Exercise details: Offset the answer coordinates by 90. Reproduce the rows from the line with "If you could tag every instance of the dry" up to and including the line with "point(74, 74)", with requests included, 90 added to every answer coordinate, and the pictures left out.

=== Provided information ===

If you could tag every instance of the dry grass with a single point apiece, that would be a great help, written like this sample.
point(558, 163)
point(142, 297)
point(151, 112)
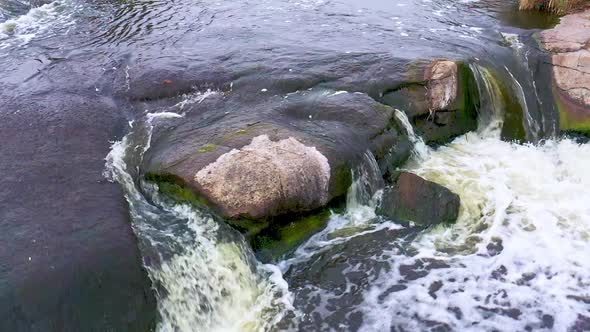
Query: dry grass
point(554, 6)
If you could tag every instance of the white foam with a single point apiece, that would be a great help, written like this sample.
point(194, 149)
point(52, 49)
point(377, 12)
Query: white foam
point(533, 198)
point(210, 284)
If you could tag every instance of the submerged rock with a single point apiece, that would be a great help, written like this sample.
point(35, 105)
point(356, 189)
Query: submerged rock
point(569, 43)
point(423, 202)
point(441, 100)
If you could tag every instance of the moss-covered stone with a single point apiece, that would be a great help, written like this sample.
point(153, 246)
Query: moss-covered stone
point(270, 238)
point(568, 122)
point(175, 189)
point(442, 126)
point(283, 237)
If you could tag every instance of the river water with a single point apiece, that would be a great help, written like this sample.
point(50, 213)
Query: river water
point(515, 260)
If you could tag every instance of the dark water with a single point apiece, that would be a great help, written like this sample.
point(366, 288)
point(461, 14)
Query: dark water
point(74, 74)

===
=== Provided information ===

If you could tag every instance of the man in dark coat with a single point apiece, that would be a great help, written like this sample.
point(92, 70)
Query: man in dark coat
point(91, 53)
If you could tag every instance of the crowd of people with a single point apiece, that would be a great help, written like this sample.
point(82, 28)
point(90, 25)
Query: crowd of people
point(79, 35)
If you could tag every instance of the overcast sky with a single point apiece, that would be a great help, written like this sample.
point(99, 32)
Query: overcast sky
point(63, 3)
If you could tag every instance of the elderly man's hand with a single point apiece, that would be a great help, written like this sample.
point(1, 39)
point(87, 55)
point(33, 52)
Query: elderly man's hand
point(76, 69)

===
=== Provided information ===

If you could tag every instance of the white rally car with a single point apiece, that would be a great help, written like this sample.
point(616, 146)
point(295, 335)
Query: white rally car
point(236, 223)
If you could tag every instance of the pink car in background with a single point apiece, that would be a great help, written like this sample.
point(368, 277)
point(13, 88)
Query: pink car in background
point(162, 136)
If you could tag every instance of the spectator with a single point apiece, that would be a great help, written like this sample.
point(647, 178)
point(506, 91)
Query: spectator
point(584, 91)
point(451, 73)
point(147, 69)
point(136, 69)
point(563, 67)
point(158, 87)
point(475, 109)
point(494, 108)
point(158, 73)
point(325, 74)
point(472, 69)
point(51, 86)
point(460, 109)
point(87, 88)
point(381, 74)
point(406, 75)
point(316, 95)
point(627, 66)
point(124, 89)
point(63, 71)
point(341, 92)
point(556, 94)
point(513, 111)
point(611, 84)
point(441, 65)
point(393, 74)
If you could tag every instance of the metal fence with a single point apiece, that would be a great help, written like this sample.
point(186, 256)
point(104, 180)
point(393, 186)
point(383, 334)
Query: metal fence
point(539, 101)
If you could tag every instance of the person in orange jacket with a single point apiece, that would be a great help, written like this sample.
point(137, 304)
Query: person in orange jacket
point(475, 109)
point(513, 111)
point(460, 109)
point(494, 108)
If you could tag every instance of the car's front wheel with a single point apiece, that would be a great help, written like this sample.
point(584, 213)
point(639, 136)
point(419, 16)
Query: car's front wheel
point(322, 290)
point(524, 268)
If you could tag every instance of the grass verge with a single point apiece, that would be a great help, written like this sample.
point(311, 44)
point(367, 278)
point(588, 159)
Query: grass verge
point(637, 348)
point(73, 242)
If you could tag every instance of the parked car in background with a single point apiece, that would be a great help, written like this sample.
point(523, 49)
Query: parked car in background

===

Expected answer:
If you could tag every instance of the dry grass with a single point apiece, that would be a great help, written like this sample.
point(558, 163)
point(142, 297)
point(151, 112)
Query: dry grass
point(644, 96)
If you could tag every instance of the white foam with a single point apiece, that would be a great help, written like this sample.
point(194, 149)
point(52, 49)
point(377, 12)
Query: white foam
point(623, 288)
point(300, 374)
If you could tag every instance of the submerged rock with a single point apiece, that would be a great help, written like this sample.
point(35, 105)
point(356, 189)
Query: submerged rock
point(659, 133)
point(513, 292)
point(531, 190)
If you could tag every instance of the moss-covered stone with a single point apiece, that would be a great help, written like this sample.
point(153, 246)
Query: moss-covered stone
point(360, 328)
point(658, 212)
point(265, 279)
point(532, 216)
point(373, 327)
If you could tag every instance of the river water with a single point apiece, that would be a great help, written like this sample.
point(50, 213)
Query: river water
point(605, 350)
If you could tag every instance of the dark water with a single point apiece, that would be a great help, written like this sample.
point(366, 288)
point(461, 14)
Query: dark water
point(164, 164)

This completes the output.